> EXERCISE DIRECTIONS: Please return all of the material below unchanged, line for line.

> DATA SHOWN:
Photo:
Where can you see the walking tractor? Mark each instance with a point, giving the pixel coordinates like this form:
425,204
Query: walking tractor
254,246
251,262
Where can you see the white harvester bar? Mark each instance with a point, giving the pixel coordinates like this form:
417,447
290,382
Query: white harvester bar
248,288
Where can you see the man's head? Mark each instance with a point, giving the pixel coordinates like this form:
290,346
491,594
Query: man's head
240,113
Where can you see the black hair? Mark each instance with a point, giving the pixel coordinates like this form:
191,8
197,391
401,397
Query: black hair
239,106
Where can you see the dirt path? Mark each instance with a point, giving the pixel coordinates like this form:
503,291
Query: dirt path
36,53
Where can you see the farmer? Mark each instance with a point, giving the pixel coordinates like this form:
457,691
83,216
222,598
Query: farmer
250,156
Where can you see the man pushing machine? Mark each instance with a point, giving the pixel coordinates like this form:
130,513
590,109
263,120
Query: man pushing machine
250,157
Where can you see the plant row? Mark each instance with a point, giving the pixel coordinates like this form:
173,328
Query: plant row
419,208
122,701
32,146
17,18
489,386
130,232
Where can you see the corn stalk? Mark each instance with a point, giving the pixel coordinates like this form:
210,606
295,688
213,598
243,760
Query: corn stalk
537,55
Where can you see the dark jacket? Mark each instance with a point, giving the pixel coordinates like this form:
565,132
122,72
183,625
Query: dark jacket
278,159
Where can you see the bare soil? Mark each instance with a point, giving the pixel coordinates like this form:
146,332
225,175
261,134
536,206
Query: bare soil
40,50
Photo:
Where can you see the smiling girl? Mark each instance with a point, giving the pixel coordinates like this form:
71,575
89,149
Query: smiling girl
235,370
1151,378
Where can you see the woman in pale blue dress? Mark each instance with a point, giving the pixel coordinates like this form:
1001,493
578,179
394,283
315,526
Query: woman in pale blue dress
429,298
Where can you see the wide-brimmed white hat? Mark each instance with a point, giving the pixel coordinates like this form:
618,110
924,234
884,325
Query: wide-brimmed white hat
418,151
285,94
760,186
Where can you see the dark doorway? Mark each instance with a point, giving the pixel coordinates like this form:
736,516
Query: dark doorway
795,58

> SOLUTION TO THE PROBLEM:
Photo:
Where can you see the walking tractor? Mark each instance with a point, giving the pixel coordinates like this form:
425,204
Query: walking tractor
254,246
251,262
Where can you see the white harvester bar? Mark each instance with a point, giving the pixel coordinates like this form:
417,447
290,382
Query: white harvester bar
248,288
Where can you see the man's head? Mark each instance with a point, giving the pixel coordinates like this form:
290,346
491,594
Query: man's head
240,113
Where can you see the black hair? Mark each instance with a point, giving the pixel coordinates like this form:
191,8
197,391
401,397
Query: black hair
239,106
Where can you see the dirt path? Mark each instance with a point, giving the pixel coordinates like this form:
503,291
Query: dirt path
36,53
Where can you see the farmer? Mark each instance with a point, giving the pixel coordinates like this form:
457,691
83,216
222,598
Query: farmer
250,156
Where can you see the man pushing machine? Mark each instance with a point, giving the pixel coordinates like this form:
130,513
590,109
263,120
Query: man pushing machine
250,157
Where can you see the plant row? Mark each instance with a point, giving the pixel coordinates like this form:
173,328
Query: plant row
419,208
122,701
32,146
17,18
489,386
130,232
Where can you see the corn stalk? Mark each instance with a point, giving the pixel coordinates like this form:
210,606
295,688
213,598
243,760
Query: corn stalk
537,55
Where can you see the dark jacket? Mark each instance with a point, giving the pixel coordinates like this form:
565,132
122,72
183,625
Query: dark jacket
278,159
Where can you see the bare soil? Mark each instance with a point, giving the pixel coordinates like this form:
146,332
225,175
261,134
536,206
Query: bare soil
40,50
Photo:
Where can you see the smiling girl? Mark each instance with a point, giving the pixel coordinates like this form:
71,575
89,149
Query: smiling girl
235,370
1151,378
Where can you see the woman in pale blue dress? Mark each instance with a point, giving the pixel coordinates like this form:
1001,493
578,179
394,283
315,526
Query: woman in pale blue dress
429,298
Where can you see the wide-brimmed white hat? Mark each instance with a point, giving the pixel coordinates like this form:
618,110
924,234
884,325
Query: wide-brimmed white hat
418,151
285,94
760,186
Where can you see the dark doorway? Mark each instance with a point, giving the pixel coordinates like this form:
736,516
Query: dark doorway
795,58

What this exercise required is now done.